[Saved entries]
=== Section Start ===

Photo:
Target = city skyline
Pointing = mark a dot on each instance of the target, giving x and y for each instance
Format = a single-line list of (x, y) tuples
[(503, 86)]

=== Section End ===

▶ YOUR GOAL: Write the data from above out again, exactly.

▶ RESPONSE BELOW:
Photo:
Target = city skyline
Pointing = mark a dot on each instance of the target, giving x and y for each instance
Format = a single-line list of (x, y) tuples
[(503, 86)]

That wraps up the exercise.